* _Written instruction_
Scale the outlines in every item below by 0.75. Write out every line of each item again, text lines included, multiplying each vertex coordinate by 0.75 and rounding to whole numbers, with halves rounded up.

Segmentation dataset records
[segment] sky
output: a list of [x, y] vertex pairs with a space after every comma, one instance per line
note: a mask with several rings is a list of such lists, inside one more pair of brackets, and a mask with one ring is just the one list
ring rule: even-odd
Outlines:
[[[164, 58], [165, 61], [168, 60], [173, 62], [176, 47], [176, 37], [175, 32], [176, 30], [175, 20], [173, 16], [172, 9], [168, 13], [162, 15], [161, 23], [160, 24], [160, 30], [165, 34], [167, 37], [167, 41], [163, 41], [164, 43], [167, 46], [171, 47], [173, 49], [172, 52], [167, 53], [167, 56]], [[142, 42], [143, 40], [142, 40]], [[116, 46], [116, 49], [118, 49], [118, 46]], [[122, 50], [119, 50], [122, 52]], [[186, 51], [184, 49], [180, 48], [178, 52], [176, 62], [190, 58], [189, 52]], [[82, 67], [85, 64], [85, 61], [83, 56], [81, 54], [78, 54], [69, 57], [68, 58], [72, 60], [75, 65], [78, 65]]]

* _Answer for this exercise_
[segment] sky
output: a list of [x, y] vertex pairs with a space after every comma, one instance per line
note: a mask with several rings is a list of such lists, inside one more pair of brackets, and a mask with one ring is just the one list
ring rule: even-odd
Outlines:
[[[123, 44], [124, 46], [126, 45], [130, 47], [132, 35], [132, 28], [131, 24], [132, 23], [131, 15], [130, 12], [129, 7], [126, 10], [122, 11], [121, 17], [120, 18], [120, 23], [124, 26], [125, 28], [125, 31], [122, 31], [123, 32], [125, 35], [128, 35], [130, 37], [129, 39], [125, 40], [125, 42]], [[107, 32], [107, 30], [107, 30]], [[87, 35], [87, 37], [89, 37], [89, 35]], [[92, 38], [89, 38], [92, 39]], [[140, 38], [138, 37], [135, 36], [134, 39], [132, 47], [143, 44], [142, 39]], [[62, 50], [64, 48], [64, 46], [62, 42], [61, 41], [59, 41], [52, 43], [51, 44], [54, 45], [56, 49], [59, 49]]]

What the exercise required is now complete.